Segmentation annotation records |
##############################

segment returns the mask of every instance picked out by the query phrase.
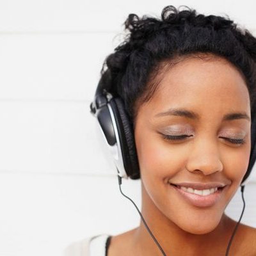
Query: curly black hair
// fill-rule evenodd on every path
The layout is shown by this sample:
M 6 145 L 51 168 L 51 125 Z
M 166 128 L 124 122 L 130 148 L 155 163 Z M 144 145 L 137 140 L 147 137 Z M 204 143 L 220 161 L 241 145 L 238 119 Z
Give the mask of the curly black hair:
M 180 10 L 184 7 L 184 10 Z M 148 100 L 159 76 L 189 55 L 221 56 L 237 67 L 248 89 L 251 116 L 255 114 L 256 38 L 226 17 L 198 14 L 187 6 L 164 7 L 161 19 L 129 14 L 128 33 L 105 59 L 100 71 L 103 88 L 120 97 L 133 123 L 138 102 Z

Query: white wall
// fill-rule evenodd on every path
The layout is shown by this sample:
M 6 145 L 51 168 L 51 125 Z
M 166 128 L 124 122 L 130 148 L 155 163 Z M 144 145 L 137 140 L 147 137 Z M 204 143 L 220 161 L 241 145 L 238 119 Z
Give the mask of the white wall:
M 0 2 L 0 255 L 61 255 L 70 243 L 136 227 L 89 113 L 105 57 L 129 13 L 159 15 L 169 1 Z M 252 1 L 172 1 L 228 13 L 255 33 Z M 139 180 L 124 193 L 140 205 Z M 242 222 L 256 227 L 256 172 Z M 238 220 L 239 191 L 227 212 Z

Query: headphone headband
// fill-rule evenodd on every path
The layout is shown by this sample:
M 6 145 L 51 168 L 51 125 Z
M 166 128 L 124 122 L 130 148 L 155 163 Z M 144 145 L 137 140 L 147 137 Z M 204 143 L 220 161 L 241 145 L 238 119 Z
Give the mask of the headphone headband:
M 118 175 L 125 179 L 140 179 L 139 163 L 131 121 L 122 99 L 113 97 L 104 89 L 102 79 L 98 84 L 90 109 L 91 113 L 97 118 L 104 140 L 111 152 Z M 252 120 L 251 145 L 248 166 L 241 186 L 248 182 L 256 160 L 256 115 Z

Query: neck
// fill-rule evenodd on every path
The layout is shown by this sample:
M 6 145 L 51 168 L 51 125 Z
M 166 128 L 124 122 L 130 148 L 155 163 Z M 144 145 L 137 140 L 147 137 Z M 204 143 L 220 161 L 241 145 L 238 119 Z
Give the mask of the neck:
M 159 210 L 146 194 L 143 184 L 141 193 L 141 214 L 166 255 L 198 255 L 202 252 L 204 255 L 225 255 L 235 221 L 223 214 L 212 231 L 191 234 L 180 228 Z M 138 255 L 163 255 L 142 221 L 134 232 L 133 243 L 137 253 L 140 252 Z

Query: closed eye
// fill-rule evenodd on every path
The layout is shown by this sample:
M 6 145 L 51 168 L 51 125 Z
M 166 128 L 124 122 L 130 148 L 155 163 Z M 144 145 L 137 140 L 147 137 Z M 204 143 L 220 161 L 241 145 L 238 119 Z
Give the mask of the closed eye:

##############################

The exercise | Present every line of the listing above as a numbered list, skipping the blank lines. Leave the picture out of your answer.

Solved exercise |
1. segment returns the mask of every instance picked out by the query phrase.
2. Query: curly black hair
3. // fill-rule evenodd on every path
4. The layout is shown by this sample:
5. M 6 145 L 51 168 L 51 125 Z
6. M 166 128 L 124 122 L 130 148 L 155 163 Z M 144 145 L 137 140 L 147 137 Z M 204 143 L 220 161 L 241 145 L 238 119 Z
7. Give the mask of the curly black hair:
8. M 180 10 L 184 7 L 184 10 Z M 148 100 L 159 76 L 189 55 L 221 56 L 237 67 L 248 89 L 251 116 L 255 114 L 256 38 L 226 17 L 198 14 L 187 6 L 164 7 L 161 19 L 129 14 L 128 33 L 105 59 L 100 71 L 103 88 L 120 97 L 133 123 L 138 102 Z
9. Query: white wall
10. // fill-rule evenodd on every path
11. The layout is shown by this sample:
12. M 6 145 L 51 168 L 51 125 Z
13. M 166 128 L 124 122 L 130 148 L 155 163 Z M 144 145 L 137 140 L 147 137 Z M 204 143 L 220 161 L 241 145 L 238 119 Z
14. Give the mask of the white wall:
15. M 0 2 L 0 255 L 61 255 L 70 243 L 136 227 L 89 113 L 105 57 L 129 13 L 159 15 L 169 1 Z M 252 1 L 172 1 L 228 13 L 255 33 Z M 139 180 L 124 193 L 140 205 Z M 242 222 L 256 227 L 256 172 Z M 238 220 L 239 191 L 227 212 Z
16. Query: headphone headband
17. // fill-rule evenodd on every path
18. The layout is shown by this sample:
19. M 6 145 L 51 168 L 51 125 Z
20. M 166 128 L 124 122 L 130 148 L 155 163 Z M 144 145 L 137 140 L 147 137 Z M 204 143 L 220 161 L 241 145 L 238 119 Z
21. Give the mask of the headphone headband:
22. M 118 175 L 125 179 L 140 179 L 139 163 L 131 121 L 122 99 L 113 97 L 104 89 L 102 79 L 98 84 L 90 109 L 91 113 L 97 118 L 104 140 L 111 152 Z M 252 120 L 251 145 L 248 166 L 241 186 L 248 182 L 256 160 L 256 115 Z
23. Query: neck
24. // fill-rule evenodd on every path
25. The layout is shown by this sample:
26. M 6 145 L 51 168 L 51 125 Z
27. M 166 128 L 124 122 L 130 148 L 155 163 Z M 144 145 L 137 140 L 147 137 Z M 204 143 L 220 161 L 241 145 L 238 119 Z
28. Give the mask of the neck:
29. M 159 210 L 146 194 L 143 184 L 141 193 L 141 214 L 166 255 L 198 255 L 202 252 L 204 255 L 225 255 L 235 221 L 223 214 L 212 231 L 191 234 L 180 228 Z M 138 255 L 163 255 L 142 221 L 134 232 L 133 243 L 137 253 L 140 252 Z
30. Query: closed eye
31. // fill-rule evenodd on every path
32. The layout is shown by this sample:
33. M 6 145 L 51 168 L 51 125 Z
34. M 166 128 L 124 122 L 130 148 L 155 163 Z M 144 145 L 137 140 L 147 137 Z M 204 143 L 220 161 L 241 145 L 238 119 Z
35. Give the mask of the closed eye:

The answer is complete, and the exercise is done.